- **Yapılacaklar**
A. Şu üç ifade isim anlamları listesiyle uyuşuyor mu: (i) Hilal, ayın ilk günlerdeki durumu demektir. (ii) Ilgaz, hafif esen rüzgâr anlamına gelir. (iii) Huda, ek almadan da isim olarak kullanılır. Her biri için evet ya da hayır deyin ve buna karar veren sözleri listeden olduğu gibi alıntılayın.
B. İsim anlamları listesini kaldığı yerden sürdürün.
++++ Kaynak metin
Hece: 1. Bir solukta çıkarılan ses veya ses birliği. 2. Afrika kıtasında bir nehir.

Hediye: Birini sevindirmek, mutlu etmek için verilen şey, armağan.

Helen: Grek.

Helin: İngilizce: Işık. Yunanca: Parlayan ışık. Latince: Dünyanın en güzel kadın. Kürtçe: Yuva, kuş yuvası.

Henna: Kına ağacı.

Hera: 1. Yunan mitolojisinde Zeus'un eşi, Poseidon'un, Hestia ve Hades'in annesi. 2. Güçlü, muktedir kadın. 3. Savaşçı, mücadeleci, sabırlı.

Hesna: Güzel, hanımefendi kadın.

Heves: 1. Arzu, istek. 2. Gelip geçici istek.

Hevin: Aşk, sevda.

Hicran: 1. Bir yerden veya bir kimseden ayrılma. 2. Ayrılığın verdiği büyük üzüntü, keder.

Hicret: 1. Bir ülkeden başka bir ülkeye göç etme. 2. Hz. Muhammed’in Mekke’den Medine’ye göç etmesi.

Hilal: Ayın ilk günlerdeki durumu, yeni ay, ayça.

Hoşseda: Hoşa giden ses.

Huda: 1. Doğru yol gösteren, hidayet eden. 2. Allah'ın isimlerinden. 3. Kur'an-ı Kerim. Ek almadan isim olarak kullanılmaz. Hudanur gibi.

Hüma: 1. Başına konduğu kimseye mutluluk getirdiğine inanılan devlet kuşu, talih kuşu. 2. Mutluluk, saadet.

Hümeyra: Kızıllık, pembelik.

Hürrem: 1. Sevinçli, şen, güler yüzlü, gönül açan.2. Taze, körpe.

Hüsna: Çok, en çok, pek çok güzel.

Hüsün: Güzel. İyi, güzellik.

Iğıl: Yavaş akan su.

Ildır: 1. Parıltı, parlayış. 2. Alacakaranlık. 3. Ege denizi kıyısında Karaburun Yarımadasının batısında arkeolojik nitelikte bir köy.

Ildız: 1. Yıldız. 2. Gün dönümünden on gün önceki gün.

Ilgaz: 1. Atın dört nala koşması. 2. Hücum, akın.

Ilgım: 1. Serap, belli belirsiz görünme. 2. Gök erimi, ufuk.

Ilgın: 1. Akdeniz Bölgesinde yetişen bir ağaççık. 2. Hafif esen rüzgâr. 3. Kavurucu sıcak. 4. Belli belirsiz, hafif. 5. Serap. 6. Hayal. 7. İnce. 8. Konya'nın bir ilçesi.
++++++++
++++ Gösterilen veriler
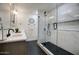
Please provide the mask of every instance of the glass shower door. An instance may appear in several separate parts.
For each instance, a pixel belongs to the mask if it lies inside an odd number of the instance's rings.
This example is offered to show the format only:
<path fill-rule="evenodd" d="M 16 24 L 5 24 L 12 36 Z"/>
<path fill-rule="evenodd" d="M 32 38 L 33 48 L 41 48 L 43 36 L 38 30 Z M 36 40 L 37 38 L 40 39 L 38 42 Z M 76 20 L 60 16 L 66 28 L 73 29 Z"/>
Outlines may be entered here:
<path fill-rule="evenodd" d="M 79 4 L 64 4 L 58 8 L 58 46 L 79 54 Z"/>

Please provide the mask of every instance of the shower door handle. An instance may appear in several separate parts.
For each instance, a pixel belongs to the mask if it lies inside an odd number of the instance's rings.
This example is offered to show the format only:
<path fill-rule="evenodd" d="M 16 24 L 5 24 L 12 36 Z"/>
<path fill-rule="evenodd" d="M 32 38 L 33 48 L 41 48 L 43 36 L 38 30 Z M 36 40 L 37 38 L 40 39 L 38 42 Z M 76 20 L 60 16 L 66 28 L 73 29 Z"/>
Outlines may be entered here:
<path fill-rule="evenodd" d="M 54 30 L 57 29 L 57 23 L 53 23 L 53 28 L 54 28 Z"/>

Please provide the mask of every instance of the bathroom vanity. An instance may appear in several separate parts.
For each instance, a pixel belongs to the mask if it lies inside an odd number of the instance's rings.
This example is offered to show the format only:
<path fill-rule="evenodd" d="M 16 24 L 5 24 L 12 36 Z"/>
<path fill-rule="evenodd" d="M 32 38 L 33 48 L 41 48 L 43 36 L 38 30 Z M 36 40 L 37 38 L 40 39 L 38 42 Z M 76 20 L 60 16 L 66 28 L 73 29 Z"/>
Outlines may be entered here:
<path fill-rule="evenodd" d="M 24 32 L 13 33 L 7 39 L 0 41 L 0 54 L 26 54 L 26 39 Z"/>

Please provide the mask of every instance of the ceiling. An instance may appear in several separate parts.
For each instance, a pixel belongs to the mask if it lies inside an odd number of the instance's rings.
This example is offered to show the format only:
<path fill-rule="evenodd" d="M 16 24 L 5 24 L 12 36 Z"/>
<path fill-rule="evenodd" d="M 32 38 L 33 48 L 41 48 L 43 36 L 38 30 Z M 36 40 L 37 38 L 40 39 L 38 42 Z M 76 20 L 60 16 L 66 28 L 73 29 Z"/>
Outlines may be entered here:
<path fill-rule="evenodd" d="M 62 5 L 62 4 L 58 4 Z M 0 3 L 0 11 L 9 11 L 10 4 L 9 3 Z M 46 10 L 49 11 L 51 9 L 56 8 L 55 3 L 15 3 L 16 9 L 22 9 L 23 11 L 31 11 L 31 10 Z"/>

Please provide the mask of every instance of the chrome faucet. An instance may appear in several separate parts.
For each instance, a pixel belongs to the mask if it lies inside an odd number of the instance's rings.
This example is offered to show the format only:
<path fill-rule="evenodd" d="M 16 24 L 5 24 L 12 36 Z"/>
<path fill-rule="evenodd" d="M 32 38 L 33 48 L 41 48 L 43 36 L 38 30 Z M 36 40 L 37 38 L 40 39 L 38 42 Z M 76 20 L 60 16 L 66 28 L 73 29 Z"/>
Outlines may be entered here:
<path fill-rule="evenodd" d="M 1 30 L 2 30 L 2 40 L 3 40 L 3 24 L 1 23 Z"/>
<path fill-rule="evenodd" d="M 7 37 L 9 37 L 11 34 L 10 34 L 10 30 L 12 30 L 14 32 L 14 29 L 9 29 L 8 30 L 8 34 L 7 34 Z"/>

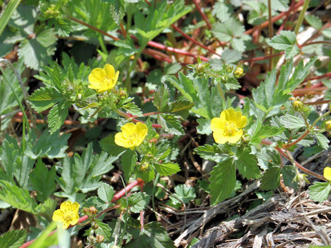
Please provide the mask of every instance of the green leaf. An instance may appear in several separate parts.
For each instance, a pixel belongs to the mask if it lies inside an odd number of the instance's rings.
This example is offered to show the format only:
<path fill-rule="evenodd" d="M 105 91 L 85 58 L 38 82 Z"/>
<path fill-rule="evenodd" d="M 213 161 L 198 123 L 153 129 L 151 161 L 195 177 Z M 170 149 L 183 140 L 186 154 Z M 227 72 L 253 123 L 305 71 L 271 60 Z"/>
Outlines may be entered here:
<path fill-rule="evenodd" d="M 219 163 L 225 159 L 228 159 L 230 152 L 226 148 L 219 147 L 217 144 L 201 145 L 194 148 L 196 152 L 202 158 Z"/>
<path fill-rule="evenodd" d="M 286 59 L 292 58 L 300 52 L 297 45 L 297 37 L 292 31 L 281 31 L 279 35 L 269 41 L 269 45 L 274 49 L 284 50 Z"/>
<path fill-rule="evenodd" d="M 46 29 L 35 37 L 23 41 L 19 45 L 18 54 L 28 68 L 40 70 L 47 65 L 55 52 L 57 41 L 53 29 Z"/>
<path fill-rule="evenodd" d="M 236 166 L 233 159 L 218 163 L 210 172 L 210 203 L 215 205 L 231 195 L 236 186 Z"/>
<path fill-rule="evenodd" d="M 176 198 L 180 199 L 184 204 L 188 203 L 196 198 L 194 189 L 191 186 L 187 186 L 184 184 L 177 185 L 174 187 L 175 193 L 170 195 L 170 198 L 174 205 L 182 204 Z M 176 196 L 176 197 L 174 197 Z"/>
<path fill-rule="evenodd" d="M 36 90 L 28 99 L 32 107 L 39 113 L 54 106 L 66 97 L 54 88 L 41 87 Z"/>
++++++++
- **Cevaplar**
A.
(i) Evet: "Ayın ilk günlerdeki durumu, yeni ay, ayça."
(ii) Hayır: "1. Atın dört nala koşması. 2. Hücum, akın."
(iii) Hayır: "Ek almadan isim olarak kullanılmaz."

B.
Ilım: 1. İstek ve tutkularda ölçülü davranma erdemi, ölçülülük, itidal. 2. Gün tün eşitliği.

Iraz: Boyun eğen, kabul eden, rıza gösteren.

Irmak: Çoğunlukla denize dökülen, genişliği ve taşıdığı su niceliği bakımından en büyük akarsu, nehir.

Işık: 1. Aydınlık, ziya. 2. Mutluluk, sevinç veya zekâdan doğan, yüzde ve gözlerde beliren parıltı. 3. Yol gösteren, aydınlatan, önderlik eden kimse.

Işıl: Işıldayan, parlak.

Işılar: 1. Parlayan, ışıldayan. 2. Neşeli, canlı, şen.

Işılay: Parlayan, ışıldayan ay, ay ışığı.

Işıltı: Parlaklık, aydınlık.

Işın: Bir ışık kaynağından çıkarak her yöne dağılıp giden ışık demeti.

Işınbike: Yüzü ay gibi parlak kadın.

Itır: Güzel koku. Itır çiçeği.

İclal: 1. Büyüklük, ululuk. 2. Saygı gösterme, ağırlama, ikram.

İçim: Hoş, güzel

İdil: 1. Volga Nehri'ne Türklerin verdiği isim. 2. Aşkla ilgili olup köy ve kır yaşayışını anlatan kısa şiir veya yazı. 3. Yun. İçten ve saf aşk.

İffet: 1. Temizlik. 2. Namus.

İklil: Çiçekten taç.

İklim: 1. Bir ülke veya bölgenin ortalama hava koşullarıyla beliren durumu. 2. Ülke, diyar. 3. Çevre, ortam.

İkra: Oku anlamına gelir.

İlay: Ay'ın hilal durumu, yeni ay.

İlayda: Su perisi.

İldeniz: Ülkenin denizi.

İlgi: İki şey arasındaki herhangi bir bağlılık, ilişki.

İlgin: Garip, yabancı, gurbette yaşayan.

İlgün: Halk, ulus, ahali.

İlkay: Ayın hilal durumu, yeni ay.

İlkbahar: Yılın ılık mevsimi, bahar.

İlkben: "Ben ilkim" anlamında.

İlkcan: İlk doğan çocuklara verilen adlardandır.

İlke: 1. Temel düşünce, temel kanı.2. Temel bilgi. 3. Davranış kuralı.

İlkgül: İlk doğan kız çocuklara verilen adlardan biri.

İlkgüz: Eylül.

İlkim: İlk doğan çocuklara verilen adlardan biri.

İlkin: İlk doğan çocuklara verilen adlardan biri.

İlkiz: İkiz doğan çocuklarda ikinci doğanın adı.

İlknur: İlk doğan kız çocuklara verilen adlardan biri.

İlköz: Özden doğmuş ilk kişi, birinci.

İlkyaz: İlkbahar.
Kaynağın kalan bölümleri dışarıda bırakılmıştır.